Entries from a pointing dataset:
----------

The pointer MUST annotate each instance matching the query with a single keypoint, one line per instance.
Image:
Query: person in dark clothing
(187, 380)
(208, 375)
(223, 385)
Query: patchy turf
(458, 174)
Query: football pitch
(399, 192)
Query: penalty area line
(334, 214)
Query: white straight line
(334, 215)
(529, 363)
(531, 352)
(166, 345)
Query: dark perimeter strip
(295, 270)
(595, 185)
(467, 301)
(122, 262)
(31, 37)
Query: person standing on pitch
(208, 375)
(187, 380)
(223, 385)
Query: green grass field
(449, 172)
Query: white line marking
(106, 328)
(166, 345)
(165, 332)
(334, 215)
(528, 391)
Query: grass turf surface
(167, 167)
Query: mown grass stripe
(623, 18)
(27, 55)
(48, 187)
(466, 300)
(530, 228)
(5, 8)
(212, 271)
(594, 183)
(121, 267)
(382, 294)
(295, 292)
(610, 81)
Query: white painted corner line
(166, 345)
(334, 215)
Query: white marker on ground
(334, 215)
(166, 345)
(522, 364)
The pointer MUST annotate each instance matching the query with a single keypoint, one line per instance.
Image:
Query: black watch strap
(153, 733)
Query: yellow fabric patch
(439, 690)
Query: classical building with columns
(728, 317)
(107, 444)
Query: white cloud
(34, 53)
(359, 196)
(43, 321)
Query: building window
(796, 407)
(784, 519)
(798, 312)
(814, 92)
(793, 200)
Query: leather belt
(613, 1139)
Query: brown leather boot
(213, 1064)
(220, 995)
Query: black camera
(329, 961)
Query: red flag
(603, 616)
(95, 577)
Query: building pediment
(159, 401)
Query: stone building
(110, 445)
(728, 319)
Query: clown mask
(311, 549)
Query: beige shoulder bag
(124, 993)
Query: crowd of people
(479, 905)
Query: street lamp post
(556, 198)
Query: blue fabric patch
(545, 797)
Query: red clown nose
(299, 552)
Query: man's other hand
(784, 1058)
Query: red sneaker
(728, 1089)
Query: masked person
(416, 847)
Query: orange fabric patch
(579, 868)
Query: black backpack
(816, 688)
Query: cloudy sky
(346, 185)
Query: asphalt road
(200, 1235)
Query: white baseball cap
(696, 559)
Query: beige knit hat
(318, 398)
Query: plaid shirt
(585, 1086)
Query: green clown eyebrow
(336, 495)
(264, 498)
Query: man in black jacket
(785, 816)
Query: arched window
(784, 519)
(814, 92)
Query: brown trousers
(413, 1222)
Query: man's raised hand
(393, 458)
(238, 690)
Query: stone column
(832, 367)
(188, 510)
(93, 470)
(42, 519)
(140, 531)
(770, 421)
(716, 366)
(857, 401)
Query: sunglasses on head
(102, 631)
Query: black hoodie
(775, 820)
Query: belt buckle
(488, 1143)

----------

Rename "keypoint" to "point marker" throughout the data above, and keep every other line as it is.

## RESPONSE
The pointer MUST annotate each instance matching the query with a single point marker, one line per instance.
Image:
Query: person in dark clothing
(187, 380)
(208, 375)
(223, 385)
Query: patchy turf
(458, 174)
Query: football pitch
(399, 192)
Query: penalty area line
(334, 214)
Query: white straight line
(334, 215)
(529, 363)
(531, 352)
(166, 345)
Query: dark perimeter strip
(295, 270)
(595, 185)
(467, 301)
(122, 262)
(31, 37)
Query: person standing on pitch
(208, 375)
(187, 380)
(223, 385)
Query: green grass field
(449, 172)
Query: white line marking
(106, 328)
(166, 345)
(165, 332)
(334, 215)
(528, 391)
Query: grass turf surface
(167, 167)
Query: mown grass stripe
(623, 18)
(27, 55)
(48, 187)
(466, 300)
(530, 228)
(5, 8)
(212, 271)
(594, 183)
(121, 267)
(382, 294)
(295, 292)
(610, 81)
Query: white painted corner line
(166, 345)
(334, 215)
Query: white marker on ground
(334, 215)
(166, 345)
(522, 364)
The pointer MUST annotate each instance matching the query with a single point marker, one line per instance.
Image:
Query: black watch strap
(153, 733)
Query: yellow fabric patch
(439, 690)
Query: classical building with columns
(728, 317)
(107, 444)
Query: white cloud
(34, 53)
(359, 196)
(43, 321)
Query: building window
(796, 407)
(784, 519)
(798, 312)
(814, 92)
(793, 200)
Query: leather belt
(613, 1139)
Query: brown leather boot
(213, 1064)
(220, 995)
Query: black camera
(329, 961)
Query: red flag
(603, 616)
(95, 577)
Query: building pediment
(159, 401)
Query: stone building
(110, 445)
(728, 319)
Query: clown mask
(311, 549)
Query: beige shoulder bag
(124, 993)
Query: crowd of people
(479, 905)
Query: street lamp post
(556, 198)
Query: blue fabric patch
(545, 797)
Query: red clown nose
(299, 552)
Query: man's other hand
(784, 1058)
Query: red sneaker
(728, 1089)
Query: masked person
(416, 847)
Query: orange fabric patch
(579, 868)
Query: black backpack
(816, 688)
Query: cloudy sky
(346, 185)
Query: asphalt road
(200, 1235)
Query: white baseball cap
(696, 559)
Query: beige knit hat
(318, 398)
Query: plaid shirt
(585, 1086)
Query: green clown eyebrow
(336, 495)
(264, 498)
Query: man in black jacket
(785, 816)
Query: arched window
(784, 519)
(814, 92)
Query: brown trousers
(413, 1222)
Query: man's raised hand
(393, 458)
(238, 690)
Query: stone column
(832, 367)
(188, 510)
(93, 470)
(42, 519)
(140, 531)
(770, 421)
(716, 366)
(857, 401)
Query: sunglasses on head
(102, 631)
Query: black hoodie
(775, 820)
Query: belt buckle
(488, 1143)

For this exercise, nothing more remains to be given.